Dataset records
__________________________________________________

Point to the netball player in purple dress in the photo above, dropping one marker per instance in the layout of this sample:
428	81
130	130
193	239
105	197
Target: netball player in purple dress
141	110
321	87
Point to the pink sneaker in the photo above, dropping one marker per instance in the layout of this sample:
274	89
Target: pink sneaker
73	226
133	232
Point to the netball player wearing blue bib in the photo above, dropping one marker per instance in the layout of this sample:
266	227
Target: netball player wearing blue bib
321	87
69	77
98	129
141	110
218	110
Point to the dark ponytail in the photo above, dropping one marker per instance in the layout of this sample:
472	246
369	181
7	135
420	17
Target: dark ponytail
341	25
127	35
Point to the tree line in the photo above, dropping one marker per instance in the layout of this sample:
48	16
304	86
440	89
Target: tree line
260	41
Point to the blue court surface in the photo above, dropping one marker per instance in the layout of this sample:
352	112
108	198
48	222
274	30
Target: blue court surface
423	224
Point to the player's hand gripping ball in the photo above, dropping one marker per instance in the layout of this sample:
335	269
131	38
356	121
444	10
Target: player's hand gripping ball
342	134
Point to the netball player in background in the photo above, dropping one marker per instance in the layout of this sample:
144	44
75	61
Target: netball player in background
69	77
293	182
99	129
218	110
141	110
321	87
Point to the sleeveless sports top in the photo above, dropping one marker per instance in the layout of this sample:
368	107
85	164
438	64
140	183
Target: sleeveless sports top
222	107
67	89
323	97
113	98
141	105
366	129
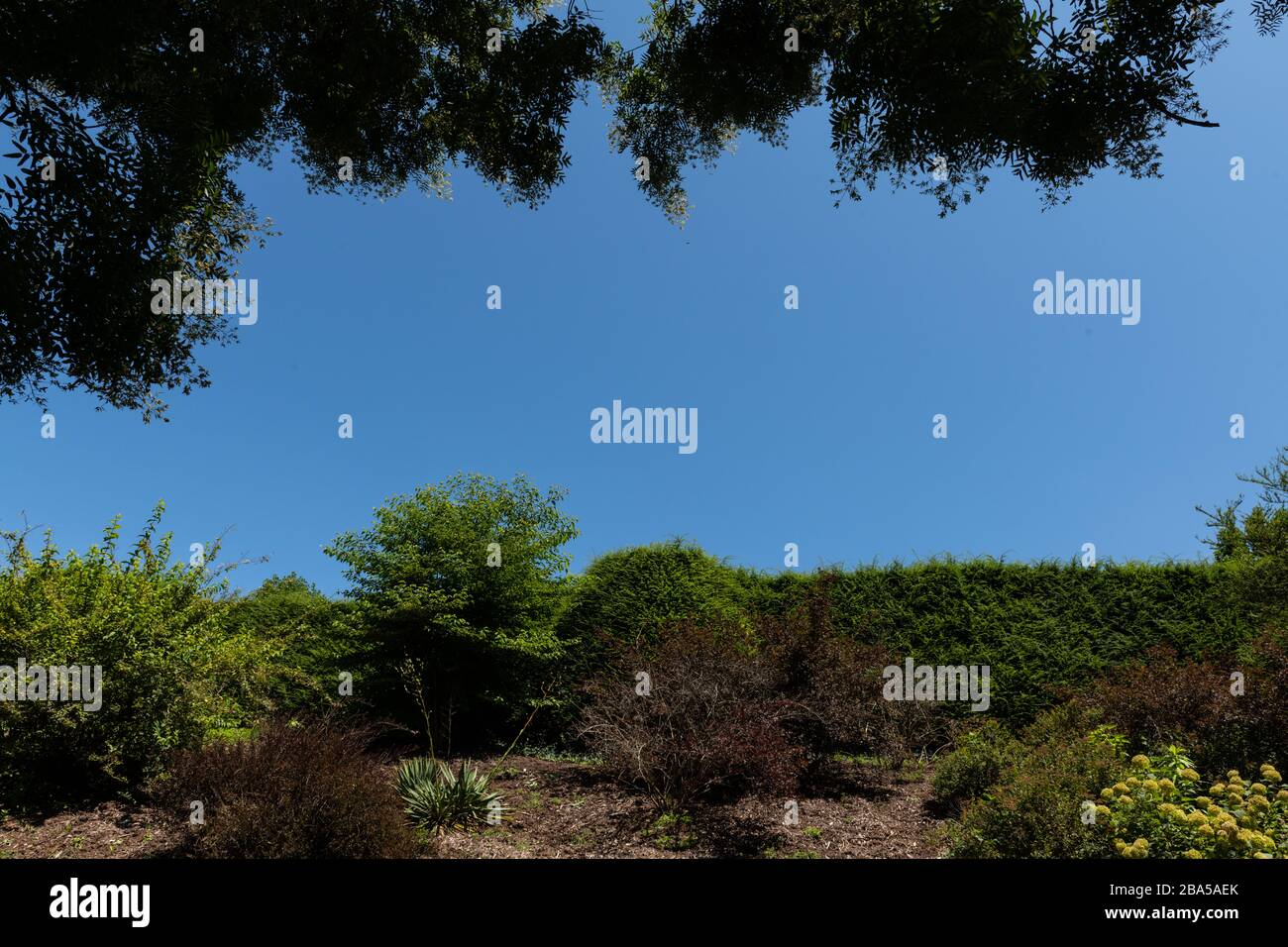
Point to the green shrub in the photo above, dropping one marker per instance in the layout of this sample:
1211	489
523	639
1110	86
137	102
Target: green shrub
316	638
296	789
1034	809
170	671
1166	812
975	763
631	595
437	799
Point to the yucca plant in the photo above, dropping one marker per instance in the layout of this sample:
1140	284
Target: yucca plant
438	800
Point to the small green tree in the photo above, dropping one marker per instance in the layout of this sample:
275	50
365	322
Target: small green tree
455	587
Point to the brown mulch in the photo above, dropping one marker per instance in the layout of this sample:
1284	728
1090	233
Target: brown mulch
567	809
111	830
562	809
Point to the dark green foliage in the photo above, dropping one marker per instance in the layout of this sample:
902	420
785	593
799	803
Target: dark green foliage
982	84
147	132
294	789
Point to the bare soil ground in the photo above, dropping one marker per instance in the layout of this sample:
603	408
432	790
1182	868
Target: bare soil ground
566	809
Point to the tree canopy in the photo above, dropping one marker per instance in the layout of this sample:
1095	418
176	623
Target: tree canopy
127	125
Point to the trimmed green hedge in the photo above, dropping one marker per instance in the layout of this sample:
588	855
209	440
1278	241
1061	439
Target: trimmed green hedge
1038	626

__________________________________________________

Short problem:
Reproduce, word for word, every line starting at the line that contains "Point to the yucca" and ending with the final line of the entries.

Result of this task:
Point to the yucca plant in the photo above, dropping one marker per instance in the layout of this sample:
1140	284
Target: yucca plant
438	800
Point to the small green tree in the photo above, dropping one marker per instance in the layout of this sample:
275	50
365	322
Target: small green tree
455	587
Point to the brown mulch in the photo above, dropping one marker per instance in the layout of this sample:
1284	728
1090	233
Target: brown mulch
567	809
111	830
562	809
Point to the dark green foliage in the photo above, dropping one marker per instance in the layout of this sample:
902	420
785	593
799	803
Target: dark green foliage
982	84
147	132
294	789
Point to the bare soil ground in the photo above, dropping one marker per instance in the layout of this sample:
603	408
432	790
1182	868
Target: bare soil ground
566	809
Point to the tree canopy in the photo above, dropping one marker per instance in the layout of this sample:
1095	418
176	623
Target: tree canopy
127	125
Point to the trimmed green hedge in the photo above, dropping one marker per instance in the layout of this sample:
588	855
209	440
1278	241
1061	439
Target: trimmed green hedge
1038	626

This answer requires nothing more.